> **WHAT IS REQUIRED**: When copying the records below, omit any image and print everything else exactly.

________________________

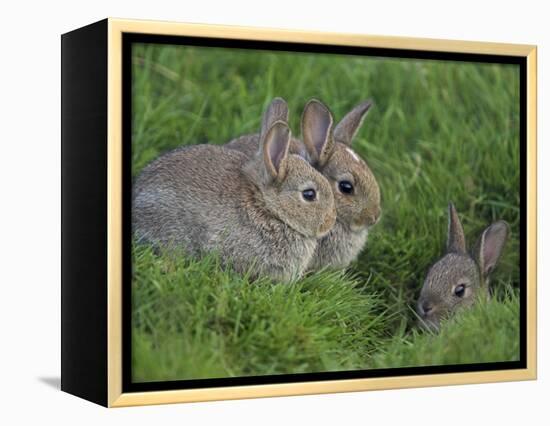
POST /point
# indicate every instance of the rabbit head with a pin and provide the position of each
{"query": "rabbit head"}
(458, 279)
(356, 191)
(289, 187)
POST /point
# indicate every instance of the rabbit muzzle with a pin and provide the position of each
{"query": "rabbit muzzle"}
(328, 223)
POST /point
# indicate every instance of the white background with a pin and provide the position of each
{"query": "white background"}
(30, 211)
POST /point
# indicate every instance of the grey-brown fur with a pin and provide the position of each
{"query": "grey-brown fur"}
(206, 198)
(329, 151)
(439, 297)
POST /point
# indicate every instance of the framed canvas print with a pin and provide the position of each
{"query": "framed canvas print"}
(253, 212)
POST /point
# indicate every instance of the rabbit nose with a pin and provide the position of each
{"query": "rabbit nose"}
(371, 216)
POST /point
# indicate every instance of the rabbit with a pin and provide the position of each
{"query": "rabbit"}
(262, 214)
(356, 191)
(459, 278)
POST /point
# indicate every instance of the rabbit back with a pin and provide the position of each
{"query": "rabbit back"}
(179, 201)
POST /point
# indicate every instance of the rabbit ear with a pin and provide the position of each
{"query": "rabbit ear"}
(349, 125)
(490, 246)
(456, 242)
(317, 131)
(276, 111)
(274, 147)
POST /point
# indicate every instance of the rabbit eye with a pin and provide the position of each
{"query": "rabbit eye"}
(346, 187)
(460, 290)
(309, 194)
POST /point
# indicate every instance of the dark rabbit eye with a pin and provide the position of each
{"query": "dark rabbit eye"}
(460, 290)
(346, 187)
(309, 194)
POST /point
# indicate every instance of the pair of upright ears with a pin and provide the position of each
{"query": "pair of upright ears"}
(490, 245)
(317, 132)
(318, 135)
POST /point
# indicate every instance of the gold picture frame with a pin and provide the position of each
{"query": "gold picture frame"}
(114, 30)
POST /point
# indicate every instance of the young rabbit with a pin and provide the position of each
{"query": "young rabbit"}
(356, 191)
(262, 214)
(458, 279)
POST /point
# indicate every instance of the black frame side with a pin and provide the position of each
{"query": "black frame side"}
(84, 212)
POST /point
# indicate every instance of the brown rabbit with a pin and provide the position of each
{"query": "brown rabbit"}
(262, 214)
(356, 191)
(458, 279)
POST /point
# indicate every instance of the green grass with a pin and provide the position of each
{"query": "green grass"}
(439, 131)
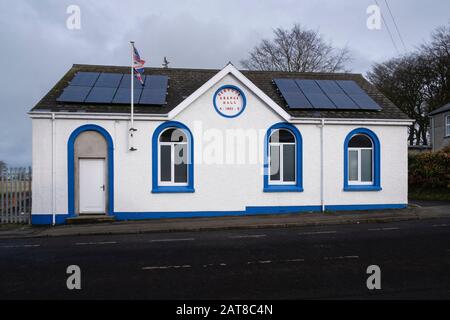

________________________

> **YOUR RESPONSE**:
POST /point
# indicate every instance of the rabbit head with a pin and provide the position of each
{"query": "rabbit head"}
(458, 279)
(356, 191)
(289, 187)
POST /point
# indicate every instance of the rabbit muzzle with a pin and provide the position of each
{"query": "rabbit muzzle"}
(328, 223)
POST /point
# indicate every instance of the white background with a pin and provide the position of each
{"query": "white background"}
(30, 211)
POST /point
# indicate every instance of the grey-brown fur with a pin and provide the position of each
{"query": "grey-brown fur"}
(206, 198)
(329, 151)
(439, 297)
POST /point
# indicate every instance of the framed canvas print with a pin and provide the position of each
{"query": "framed canvas print"}
(253, 212)
POST /point
# indicate every instance of the rabbit nose with a pin and provide the position of each
{"query": "rabbit nose"}
(371, 216)
POST /point
# indicate every instance of the rabbit with a pin and provide the position of each
{"query": "rabbit"}
(262, 214)
(356, 191)
(459, 278)
POST /point
# indicate every instance of the rabbit back with a pin and provide the position of each
{"query": "rabbit back"}
(179, 201)
POST /point
# indicate every instance of the rabbit ear with a pin and provide the position of each
{"query": "rabbit ear"}
(349, 125)
(490, 246)
(456, 242)
(317, 131)
(276, 111)
(274, 147)
POST /point
# indicate every instance of the rabbit eye with a pin and provide the position of each
{"query": "rabbit eye"}
(346, 187)
(460, 290)
(309, 194)
POST /point
# indicate every instance of the dark rabbit eye with a pin and provide the position of each
{"query": "dark rabbit eye"}
(460, 290)
(346, 187)
(309, 194)
POST /point
# indicate every instance of the pair of upright ears with a pin and provide the position of each
{"query": "pair of upright ears"}
(490, 245)
(317, 132)
(318, 135)
POST /point
# indicate every instance of the gold picture frame with a pin and provide the position of each
{"query": "gold picture frame"}
(114, 30)
POST /point
# indicate every instance of the young rabbit with a pin and provide the position of each
{"query": "young rabbit"}
(356, 191)
(262, 214)
(458, 279)
POST /point
# indicate every instance of the black frame side with a pin and provide the position of each
{"query": "black frame side"}
(84, 212)
POST /point
# indicate every instance of the brown rabbit with a pin and provide the position of each
{"query": "brown rabbit"}
(262, 214)
(356, 191)
(458, 279)
POST /point
# indicate every instance of the green grass with a pin and provide the position of each
{"query": "green grass"}
(439, 131)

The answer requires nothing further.